start Materials provided

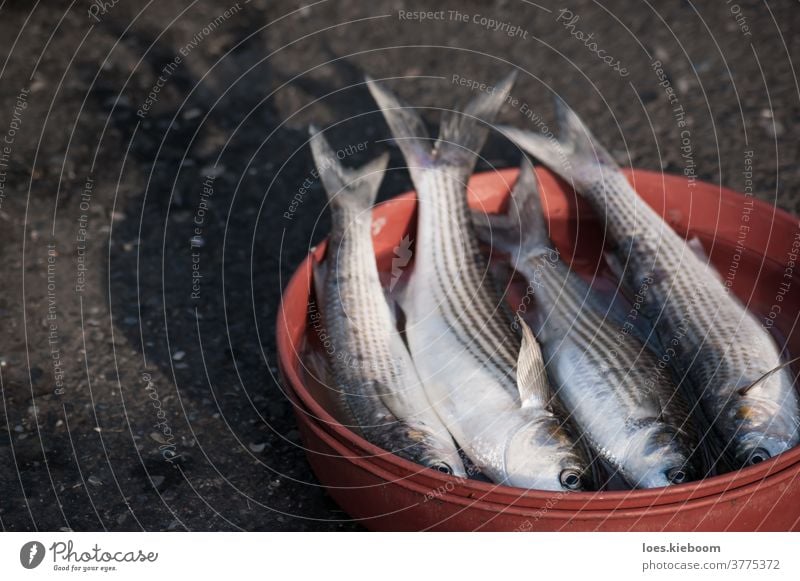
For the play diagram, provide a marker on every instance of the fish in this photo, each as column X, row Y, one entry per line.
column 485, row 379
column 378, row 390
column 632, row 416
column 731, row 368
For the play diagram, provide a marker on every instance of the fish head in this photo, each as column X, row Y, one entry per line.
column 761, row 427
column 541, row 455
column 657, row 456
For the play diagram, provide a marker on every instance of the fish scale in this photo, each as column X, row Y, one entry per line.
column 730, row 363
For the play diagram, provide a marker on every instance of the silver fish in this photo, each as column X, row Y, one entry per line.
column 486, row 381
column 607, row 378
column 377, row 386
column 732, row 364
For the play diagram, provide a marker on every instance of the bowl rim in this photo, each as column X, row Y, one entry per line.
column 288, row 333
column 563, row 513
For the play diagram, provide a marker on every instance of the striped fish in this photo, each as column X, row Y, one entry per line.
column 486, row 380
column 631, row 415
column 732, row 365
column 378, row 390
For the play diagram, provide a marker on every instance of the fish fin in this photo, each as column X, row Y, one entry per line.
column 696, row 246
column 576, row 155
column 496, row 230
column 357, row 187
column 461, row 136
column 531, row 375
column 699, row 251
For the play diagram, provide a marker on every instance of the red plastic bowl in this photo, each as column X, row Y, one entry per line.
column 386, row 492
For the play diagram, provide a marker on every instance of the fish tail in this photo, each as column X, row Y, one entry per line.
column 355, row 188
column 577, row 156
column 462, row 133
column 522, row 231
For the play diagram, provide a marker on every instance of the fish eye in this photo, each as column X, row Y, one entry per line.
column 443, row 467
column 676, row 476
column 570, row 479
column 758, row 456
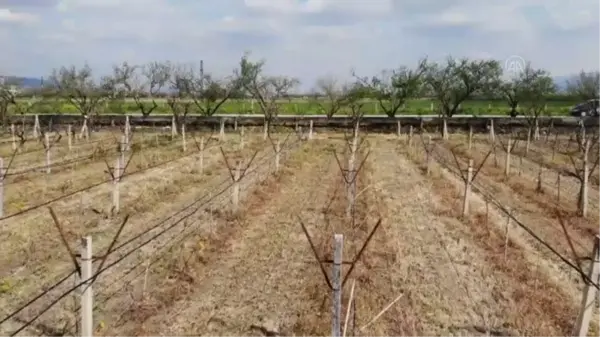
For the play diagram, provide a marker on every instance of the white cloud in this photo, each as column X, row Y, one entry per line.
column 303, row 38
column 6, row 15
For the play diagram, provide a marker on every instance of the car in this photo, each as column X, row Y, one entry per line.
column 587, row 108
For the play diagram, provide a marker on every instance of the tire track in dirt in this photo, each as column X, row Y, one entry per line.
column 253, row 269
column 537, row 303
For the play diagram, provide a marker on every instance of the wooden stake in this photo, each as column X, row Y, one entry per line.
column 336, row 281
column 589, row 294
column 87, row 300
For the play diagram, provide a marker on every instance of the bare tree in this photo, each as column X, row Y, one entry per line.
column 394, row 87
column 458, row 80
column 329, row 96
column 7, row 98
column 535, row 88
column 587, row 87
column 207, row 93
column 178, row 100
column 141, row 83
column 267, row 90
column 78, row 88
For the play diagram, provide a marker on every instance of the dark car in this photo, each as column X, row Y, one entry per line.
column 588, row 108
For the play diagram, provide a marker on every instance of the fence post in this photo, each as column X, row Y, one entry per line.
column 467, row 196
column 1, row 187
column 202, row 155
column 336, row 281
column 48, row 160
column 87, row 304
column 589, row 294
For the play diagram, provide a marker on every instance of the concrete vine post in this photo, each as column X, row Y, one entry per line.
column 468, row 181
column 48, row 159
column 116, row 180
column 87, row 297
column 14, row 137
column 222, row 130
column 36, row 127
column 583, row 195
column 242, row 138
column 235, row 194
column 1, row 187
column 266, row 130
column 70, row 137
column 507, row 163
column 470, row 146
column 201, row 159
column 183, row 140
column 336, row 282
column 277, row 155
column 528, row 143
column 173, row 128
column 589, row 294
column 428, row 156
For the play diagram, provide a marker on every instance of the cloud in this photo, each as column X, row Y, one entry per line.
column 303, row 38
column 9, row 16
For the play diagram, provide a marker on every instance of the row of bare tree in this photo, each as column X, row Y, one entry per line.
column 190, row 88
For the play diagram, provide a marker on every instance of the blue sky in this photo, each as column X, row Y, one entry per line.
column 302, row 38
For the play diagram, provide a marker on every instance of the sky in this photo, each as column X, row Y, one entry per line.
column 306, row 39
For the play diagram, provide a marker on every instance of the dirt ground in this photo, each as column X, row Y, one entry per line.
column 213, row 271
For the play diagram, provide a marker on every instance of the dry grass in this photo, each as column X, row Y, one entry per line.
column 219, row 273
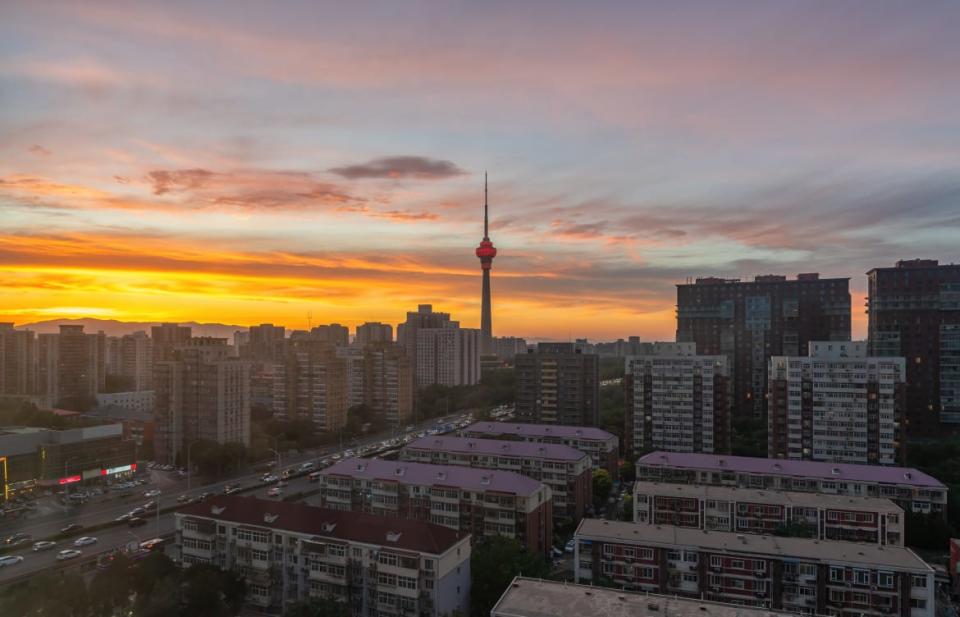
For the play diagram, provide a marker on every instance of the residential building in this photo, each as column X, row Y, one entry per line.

end Materials provided

Rewrite every one of the entries above as a JSON list of strings, one string per line, skipping blank lines and leaving the pictures out.

[
  "For the play diagram, provide a marker on every instance of the fish in this photo, each as column X, row Y, one entry per line.",
  "column 485, row 379",
  "column 378, row 390",
  "column 632, row 416",
  "column 731, row 368",
  "For the play diagram, provide a marker on every instance of the fish head in this photo, each as column X, row Y, one entry per line.",
  "column 761, row 427",
  "column 541, row 455",
  "column 657, row 456",
  "For the play diagram, provide a marker on every instance of the fish scale in this photo, each as column X, row Y, one entry per line.",
  "column 730, row 363",
  "For the play diagram, provide a marker on every instance of the silver fish in this photo, each as column X, row Y, one entry per line.",
  "column 486, row 381",
  "column 607, row 378",
  "column 377, row 386",
  "column 732, row 364",
  "For the play diagram, provide a marker on every instance of the bowl rim in this photo, each as column X, row Y, one entry per line.",
  "column 288, row 333",
  "column 563, row 513",
  "For the play diagram, provide a marker on every instance of the striped fish in this photo, each as column X, row Y, one entry per line.",
  "column 486, row 380",
  "column 631, row 415",
  "column 732, row 365",
  "column 378, row 390",
  "For the play diagram, provide a marker on every instance of the fish fin in this photo, each as column X, row Y, one entry per line.",
  "column 696, row 246",
  "column 576, row 155",
  "column 496, row 230",
  "column 357, row 187",
  "column 461, row 136",
  "column 531, row 375",
  "column 699, row 251",
  "For the play diagram, provide a marker on every instance of the red plastic bowl in this photo, each as column X, row Y, one entry per line.",
  "column 386, row 492",
  "For the play diagram, provide a marker on every instance of the fish tail in this photo, each as column X, row Y, one entry per line.",
  "column 355, row 188",
  "column 577, row 156",
  "column 462, row 133",
  "column 522, row 231",
  "For the play diagram, provide a marker on every instance of the fish eye in this photo, each as column X, row Y, one entry per line.",
  "column 443, row 467",
  "column 676, row 476",
  "column 570, row 479",
  "column 758, row 456",
  "For the play diagram, provide a marker on every instance of the white cloud in this photo, each as column X, row Y, one entry per line.",
  "column 303, row 38",
  "column 6, row 15",
  "For the play diagram, provide a marker on every instance of the car in this photo, each as column X, row Y, one entry per line.",
  "column 587, row 108",
  "For the play diagram, provide a marker on every instance of the tire track in dirt in this photo, each as column X, row Y, one entry per line.",
  "column 253, row 269",
  "column 537, row 303",
  "For the play diagram, provide a marker on every instance of the wooden stake in this photo, each as column X, row Y, one entry per line.",
  "column 336, row 281",
  "column 589, row 294",
  "column 87, row 300",
  "For the play diagram, provide a marker on every instance of the bare tree in this photo, each as column X, row Y, one entry per line.",
  "column 394, row 87",
  "column 458, row 80",
  "column 329, row 96",
  "column 7, row 98",
  "column 535, row 88",
  "column 587, row 87",
  "column 207, row 93",
  "column 178, row 100",
  "column 141, row 83",
  "column 267, row 90",
  "column 78, row 88",
  "For the play diagram, provide a marker on every instance of the dark car in this photo, each as column X, row Y, one entry per line.",
  "column 588, row 108",
  "For the play diagram, provide a marker on every instance of the fence post in this photo, each as column X, row Y, one entry per line.",
  "column 467, row 196",
  "column 1, row 187",
  "column 202, row 155",
  "column 336, row 281",
  "column 48, row 160",
  "column 87, row 304",
  "column 589, row 294",
  "For the play diagram, provide a marker on every instance of the concrete vine post in this photo, each as column X, row Y, one entry per line.",
  "column 468, row 181",
  "column 48, row 159",
  "column 116, row 180",
  "column 87, row 297",
  "column 14, row 137",
  "column 222, row 130",
  "column 36, row 127",
  "column 583, row 195",
  "column 242, row 138",
  "column 235, row 194",
  "column 1, row 187",
  "column 266, row 130",
  "column 70, row 137",
  "column 507, row 163",
  "column 470, row 146",
  "column 201, row 159",
  "column 183, row 140",
  "column 336, row 282",
  "column 277, row 155",
  "column 528, row 143",
  "column 173, row 128",
  "column 589, row 294",
  "column 428, row 156",
  "For the play diagram, provide a marker on every instance of the cloud in this photo, each as column X, row Y, one entry per line.",
  "column 303, row 38",
  "column 9, row 16",
  "For the play diagram, provide a marker on every instance of the row of bare tree in this photo, each as column X, row Y, one entry per line.",
  "column 190, row 88",
  "For the play diagram, provide a marker on every instance of the blue sky in this photo, each as column X, row Y, one entry per line.",
  "column 302, row 38",
  "For the play diagram, provide a marker on every instance of the sky in this photo, each as column X, row Y, one entry per line.",
  "column 306, row 39",
  "For the play diagram, provide a marker on every instance of the dirt ground in this photo, each as column X, row Y, one entry per line.",
  "column 213, row 271",
  "For the play diagram, provide a marker on every instance of the dry grass in this photo, each as column X, row Y, one entry per line.",
  "column 219, row 273",
  "For the play diagram, provide a marker on every instance of the residential building in this photo, each as column X, row Y, one entry per line."
]